_Task statement_
Repeat the records below word for word, but start at the line that contains "locate sandy shore -- one point per instance", stop after the last line, and include nothing else.

Image location labeling entries
- - -

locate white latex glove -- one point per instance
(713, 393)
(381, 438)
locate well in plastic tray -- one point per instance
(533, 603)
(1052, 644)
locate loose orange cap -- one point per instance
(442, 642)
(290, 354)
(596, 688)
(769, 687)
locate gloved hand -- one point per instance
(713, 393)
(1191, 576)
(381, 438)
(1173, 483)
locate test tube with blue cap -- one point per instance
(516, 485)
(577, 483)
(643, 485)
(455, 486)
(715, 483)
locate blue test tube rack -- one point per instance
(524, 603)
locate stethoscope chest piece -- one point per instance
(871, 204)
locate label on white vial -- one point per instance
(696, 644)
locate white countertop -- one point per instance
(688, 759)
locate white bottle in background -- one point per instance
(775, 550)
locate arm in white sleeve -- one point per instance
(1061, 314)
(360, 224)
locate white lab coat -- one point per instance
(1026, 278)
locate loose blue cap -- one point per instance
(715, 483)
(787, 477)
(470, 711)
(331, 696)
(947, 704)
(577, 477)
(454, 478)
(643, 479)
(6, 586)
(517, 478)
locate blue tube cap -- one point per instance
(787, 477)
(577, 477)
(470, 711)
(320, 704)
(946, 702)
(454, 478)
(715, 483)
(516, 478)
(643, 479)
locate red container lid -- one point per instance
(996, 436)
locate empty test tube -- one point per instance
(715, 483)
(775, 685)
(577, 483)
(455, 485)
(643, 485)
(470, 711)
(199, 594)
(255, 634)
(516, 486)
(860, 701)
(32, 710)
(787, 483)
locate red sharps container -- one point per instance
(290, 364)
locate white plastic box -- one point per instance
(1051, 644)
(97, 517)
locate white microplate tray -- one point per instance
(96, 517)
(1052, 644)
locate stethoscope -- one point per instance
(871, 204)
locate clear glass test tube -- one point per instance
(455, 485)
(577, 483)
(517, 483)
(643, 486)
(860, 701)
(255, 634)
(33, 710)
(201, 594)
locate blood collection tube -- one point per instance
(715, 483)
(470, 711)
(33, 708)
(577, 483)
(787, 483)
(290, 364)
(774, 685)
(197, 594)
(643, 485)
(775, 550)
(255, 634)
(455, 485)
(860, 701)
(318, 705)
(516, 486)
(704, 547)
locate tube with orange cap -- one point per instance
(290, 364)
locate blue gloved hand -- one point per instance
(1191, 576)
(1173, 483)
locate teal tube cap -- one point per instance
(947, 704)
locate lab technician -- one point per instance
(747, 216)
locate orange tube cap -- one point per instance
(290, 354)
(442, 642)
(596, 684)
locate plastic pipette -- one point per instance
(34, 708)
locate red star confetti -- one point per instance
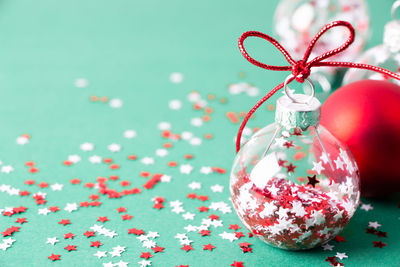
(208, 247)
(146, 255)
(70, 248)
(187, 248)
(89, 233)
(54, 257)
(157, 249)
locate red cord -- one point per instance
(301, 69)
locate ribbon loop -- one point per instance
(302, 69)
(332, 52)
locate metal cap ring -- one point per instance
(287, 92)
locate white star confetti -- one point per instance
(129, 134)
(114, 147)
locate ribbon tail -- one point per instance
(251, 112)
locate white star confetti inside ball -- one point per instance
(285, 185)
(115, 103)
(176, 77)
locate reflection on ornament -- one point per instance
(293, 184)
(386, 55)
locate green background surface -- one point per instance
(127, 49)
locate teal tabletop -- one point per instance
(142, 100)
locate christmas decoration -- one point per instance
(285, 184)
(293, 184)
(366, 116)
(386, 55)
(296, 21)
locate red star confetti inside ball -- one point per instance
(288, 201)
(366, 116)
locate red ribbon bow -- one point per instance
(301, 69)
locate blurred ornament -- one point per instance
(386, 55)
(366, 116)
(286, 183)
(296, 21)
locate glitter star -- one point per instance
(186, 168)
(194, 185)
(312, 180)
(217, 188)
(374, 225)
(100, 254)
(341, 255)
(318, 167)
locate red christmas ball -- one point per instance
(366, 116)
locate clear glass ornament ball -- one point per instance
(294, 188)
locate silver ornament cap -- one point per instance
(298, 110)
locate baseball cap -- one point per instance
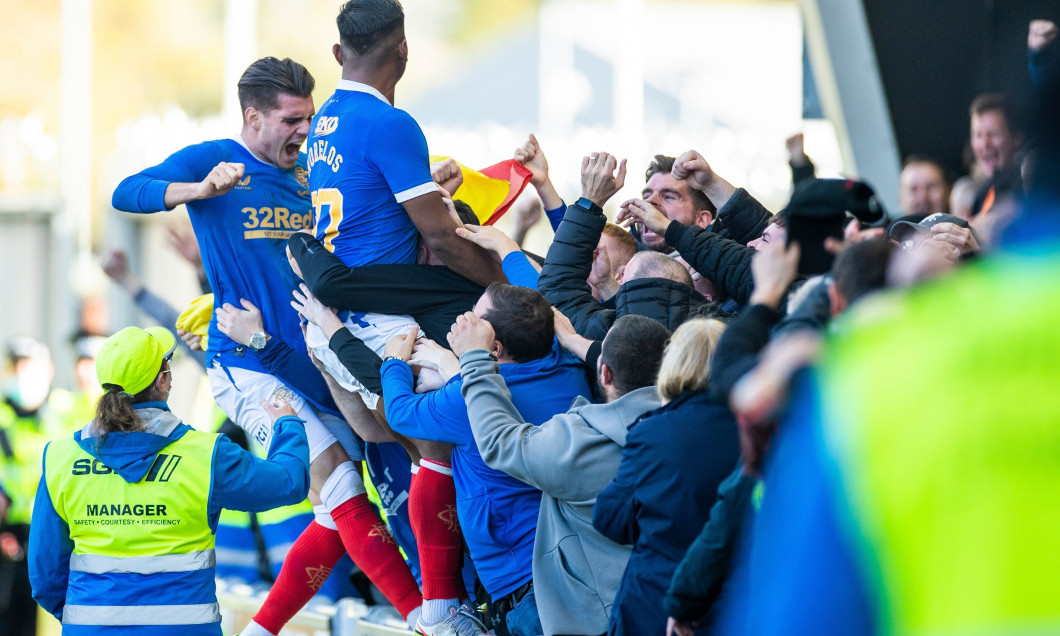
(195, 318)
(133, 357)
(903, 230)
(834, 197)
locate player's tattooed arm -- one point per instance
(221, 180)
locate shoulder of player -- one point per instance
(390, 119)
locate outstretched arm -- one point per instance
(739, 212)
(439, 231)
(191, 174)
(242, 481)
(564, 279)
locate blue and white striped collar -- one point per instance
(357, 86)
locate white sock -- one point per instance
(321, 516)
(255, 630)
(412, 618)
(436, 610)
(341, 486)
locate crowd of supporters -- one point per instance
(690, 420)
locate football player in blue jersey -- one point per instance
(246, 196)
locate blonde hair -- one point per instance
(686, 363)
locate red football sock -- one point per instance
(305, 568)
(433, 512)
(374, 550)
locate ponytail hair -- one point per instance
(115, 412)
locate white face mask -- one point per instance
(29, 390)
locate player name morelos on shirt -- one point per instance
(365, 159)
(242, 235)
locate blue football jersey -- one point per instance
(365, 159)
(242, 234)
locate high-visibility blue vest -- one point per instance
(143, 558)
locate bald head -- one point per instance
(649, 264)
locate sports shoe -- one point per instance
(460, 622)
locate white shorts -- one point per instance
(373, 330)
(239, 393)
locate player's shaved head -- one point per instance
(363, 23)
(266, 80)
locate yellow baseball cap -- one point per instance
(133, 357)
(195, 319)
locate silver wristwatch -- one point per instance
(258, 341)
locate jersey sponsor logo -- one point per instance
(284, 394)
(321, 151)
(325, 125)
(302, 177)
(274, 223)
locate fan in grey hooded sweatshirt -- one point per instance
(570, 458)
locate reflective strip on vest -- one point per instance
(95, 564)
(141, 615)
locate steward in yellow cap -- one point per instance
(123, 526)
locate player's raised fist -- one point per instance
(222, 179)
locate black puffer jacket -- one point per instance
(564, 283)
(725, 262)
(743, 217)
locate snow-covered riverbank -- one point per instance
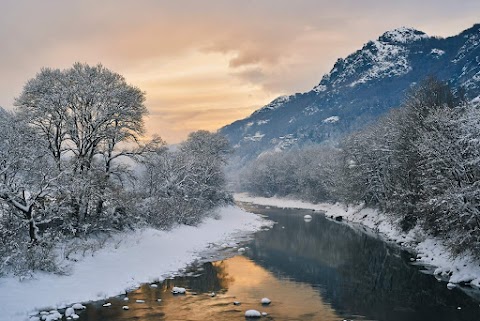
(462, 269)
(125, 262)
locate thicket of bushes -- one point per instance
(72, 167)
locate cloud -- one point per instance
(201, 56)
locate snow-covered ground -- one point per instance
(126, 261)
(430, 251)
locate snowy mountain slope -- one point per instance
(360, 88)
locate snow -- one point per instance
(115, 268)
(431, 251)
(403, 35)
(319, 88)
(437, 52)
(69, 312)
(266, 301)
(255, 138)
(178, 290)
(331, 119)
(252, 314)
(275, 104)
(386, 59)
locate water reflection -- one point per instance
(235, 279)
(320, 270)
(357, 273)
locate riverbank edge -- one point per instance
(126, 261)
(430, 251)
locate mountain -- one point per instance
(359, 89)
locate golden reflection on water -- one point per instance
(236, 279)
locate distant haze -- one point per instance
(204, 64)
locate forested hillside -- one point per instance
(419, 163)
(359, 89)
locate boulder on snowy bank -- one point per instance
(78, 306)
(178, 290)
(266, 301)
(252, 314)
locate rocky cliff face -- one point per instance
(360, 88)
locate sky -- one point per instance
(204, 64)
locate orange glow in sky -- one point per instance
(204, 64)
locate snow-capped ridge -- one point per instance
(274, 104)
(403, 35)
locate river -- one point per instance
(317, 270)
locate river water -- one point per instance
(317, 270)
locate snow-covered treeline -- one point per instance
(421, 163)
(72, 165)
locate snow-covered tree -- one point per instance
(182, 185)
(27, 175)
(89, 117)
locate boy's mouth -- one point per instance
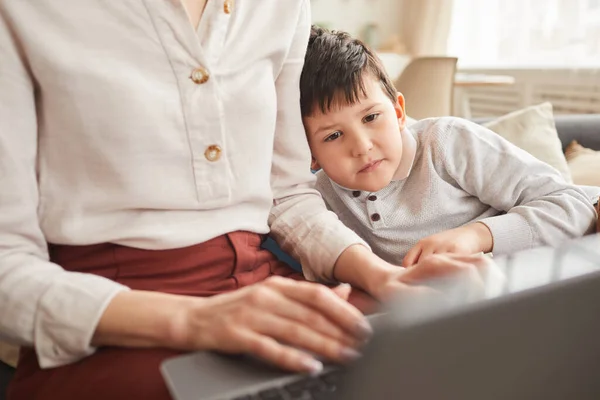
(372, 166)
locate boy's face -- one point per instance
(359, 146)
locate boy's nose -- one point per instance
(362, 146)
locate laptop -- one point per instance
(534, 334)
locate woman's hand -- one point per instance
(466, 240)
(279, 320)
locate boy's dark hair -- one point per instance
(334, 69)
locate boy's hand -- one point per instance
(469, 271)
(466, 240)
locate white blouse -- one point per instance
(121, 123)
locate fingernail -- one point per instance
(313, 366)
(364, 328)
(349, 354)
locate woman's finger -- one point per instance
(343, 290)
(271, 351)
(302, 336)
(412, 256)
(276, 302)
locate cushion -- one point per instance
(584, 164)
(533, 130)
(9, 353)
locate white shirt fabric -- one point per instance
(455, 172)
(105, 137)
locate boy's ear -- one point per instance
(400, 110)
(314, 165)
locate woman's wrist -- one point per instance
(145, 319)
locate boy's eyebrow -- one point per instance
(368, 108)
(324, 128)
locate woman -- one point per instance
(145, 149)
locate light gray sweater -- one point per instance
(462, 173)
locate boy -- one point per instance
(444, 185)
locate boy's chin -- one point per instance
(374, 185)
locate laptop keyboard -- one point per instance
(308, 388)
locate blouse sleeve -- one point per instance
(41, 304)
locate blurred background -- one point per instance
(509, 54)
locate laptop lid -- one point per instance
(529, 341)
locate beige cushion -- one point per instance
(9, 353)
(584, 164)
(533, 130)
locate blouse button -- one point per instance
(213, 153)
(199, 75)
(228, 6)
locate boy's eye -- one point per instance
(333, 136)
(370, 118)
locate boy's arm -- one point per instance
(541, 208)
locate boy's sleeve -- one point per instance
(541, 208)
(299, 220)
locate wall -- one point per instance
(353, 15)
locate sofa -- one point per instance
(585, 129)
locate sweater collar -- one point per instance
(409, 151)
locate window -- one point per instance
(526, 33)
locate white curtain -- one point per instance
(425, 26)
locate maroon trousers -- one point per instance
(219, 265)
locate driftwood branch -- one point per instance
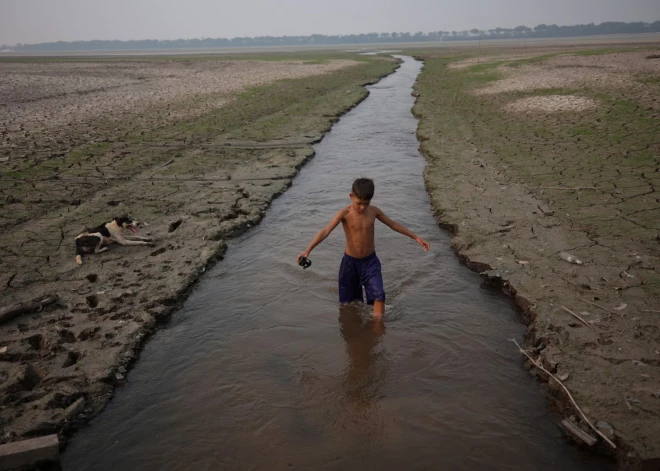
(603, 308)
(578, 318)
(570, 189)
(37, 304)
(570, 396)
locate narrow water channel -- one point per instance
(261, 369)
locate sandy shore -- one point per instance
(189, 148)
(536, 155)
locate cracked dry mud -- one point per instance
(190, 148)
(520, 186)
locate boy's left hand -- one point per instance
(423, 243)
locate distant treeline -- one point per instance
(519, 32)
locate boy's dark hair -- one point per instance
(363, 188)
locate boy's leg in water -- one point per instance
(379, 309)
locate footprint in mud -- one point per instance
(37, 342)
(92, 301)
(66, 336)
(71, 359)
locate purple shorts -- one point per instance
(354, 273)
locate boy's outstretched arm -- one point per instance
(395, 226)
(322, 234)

- - -

_Reply_
locate sandy shore -- one point per instance
(189, 148)
(536, 155)
locate cracked dry mud -- one point per instance
(190, 148)
(520, 186)
locate boy's left hand -- one point per instance
(423, 243)
locate distant treeline -- one point per instance
(519, 32)
locate boy's dark hair -- one point per instance
(363, 188)
locate boy's leg in water -- one point per instance
(379, 309)
locate footprint in mud -- one point per instance
(37, 342)
(92, 301)
(66, 336)
(71, 359)
locate purple shorts -- one point per instance
(354, 273)
locate boy's outstretched arm -- one point per instance
(395, 226)
(322, 234)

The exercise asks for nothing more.